**Set of tasks**
1. List every calendar month named in the news article below on Russia's coronavirus vaccine, in the order they first appear.
2. From the news article below on Russia's coronavirus vaccine, give back verbatim the stretch from "Moscow: Russian President" through "of the vaccine.".

**Selected passage**
☆ ☆ ☆ ☆ ☆

Moscow: Russian President Vladimir Putin on Tuesday launched the country’s first coronavirus vaccine, touted as the first in the world too. Putin’s daughter received a shot of the vaccine.
The country has registered the world’s first coronavirus vaccine amid widespread concerns about the rapidly developed vaccine’s safety. Earlier, it was reported that Moscow would register its COVID-19 vaccine candidate on Wednesday, August 12.
Last week, the Health Ministry announced that it plans to begin mass production in September and launch a mass vaccination drive in October. The vaccine developed by the state-run Gamaleya research institute entered clinical studies on June 18 and moved into the phase 3 trials last week.
“This morning, for the first time in the world, a vaccine against the new coronavirus was registered,” Putin said in a televised cabinet session broadcast, reported The Moscow Times. “I know that it’s effective and forms sustainable immunity,” he said.
Putin thanked everyone who worked on the first-ever vaccine against the SARS-CoV-2, the virus that causes COVID-19, even as he called it as a ‘very important step for the world’. The president also confirmed that one of his daughters has already received the jab.
Earlier Tuesday, Nikolay Briko, the Russian Health Ministry’s chief epidemiologist, told Sputnik (Russian state-controlled news agency) that there is no need to delay the registration of the Gamaleya Microbiology Research Centre’s COVID-19 vaccine as the technology used to make the jab was earlier practiced while making vaccines for other diseases such as Ebola and the Middle East respiratory syndrome.
With almost 900,000 coronavirus infections, the country is reported to have the world’s fourth-highest COVID-19 cases.

☆ ☆ ☆ ☆ ☆

**Record extracts**
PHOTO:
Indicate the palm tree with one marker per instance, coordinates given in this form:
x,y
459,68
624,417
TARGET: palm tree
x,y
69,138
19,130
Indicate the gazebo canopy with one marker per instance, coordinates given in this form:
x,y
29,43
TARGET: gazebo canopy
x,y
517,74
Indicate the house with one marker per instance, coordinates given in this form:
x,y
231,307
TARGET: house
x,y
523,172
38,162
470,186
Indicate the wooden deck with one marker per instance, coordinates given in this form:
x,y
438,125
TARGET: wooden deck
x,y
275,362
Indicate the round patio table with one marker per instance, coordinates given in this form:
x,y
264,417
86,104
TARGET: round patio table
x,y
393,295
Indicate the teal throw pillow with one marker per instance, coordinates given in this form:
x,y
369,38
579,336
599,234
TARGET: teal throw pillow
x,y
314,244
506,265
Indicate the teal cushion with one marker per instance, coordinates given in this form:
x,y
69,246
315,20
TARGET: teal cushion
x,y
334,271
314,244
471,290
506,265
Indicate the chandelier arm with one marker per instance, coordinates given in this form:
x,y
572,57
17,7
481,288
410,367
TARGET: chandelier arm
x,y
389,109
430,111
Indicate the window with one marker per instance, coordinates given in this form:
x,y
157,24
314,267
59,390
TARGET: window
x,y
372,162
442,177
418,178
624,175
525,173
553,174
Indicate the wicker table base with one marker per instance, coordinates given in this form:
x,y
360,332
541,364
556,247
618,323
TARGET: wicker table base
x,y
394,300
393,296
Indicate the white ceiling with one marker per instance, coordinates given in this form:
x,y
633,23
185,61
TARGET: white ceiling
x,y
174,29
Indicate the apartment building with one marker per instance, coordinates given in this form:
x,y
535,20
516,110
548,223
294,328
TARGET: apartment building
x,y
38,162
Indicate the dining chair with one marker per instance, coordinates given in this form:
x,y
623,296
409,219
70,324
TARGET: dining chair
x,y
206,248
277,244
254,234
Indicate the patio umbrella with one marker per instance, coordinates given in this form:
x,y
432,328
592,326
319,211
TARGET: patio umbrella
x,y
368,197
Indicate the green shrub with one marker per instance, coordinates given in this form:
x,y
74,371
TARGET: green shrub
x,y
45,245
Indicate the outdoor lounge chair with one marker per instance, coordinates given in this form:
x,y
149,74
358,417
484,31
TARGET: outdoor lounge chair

☆ ☆ ☆ ☆ ☆

**Task results**
1.
August
September
October
June

2.
Moscow: Russian President Vladimir Putin on Tuesday launched the country’s first coronavirus vaccine, touted as the first in the world too. Putin’s daughter received a shot of the vaccine.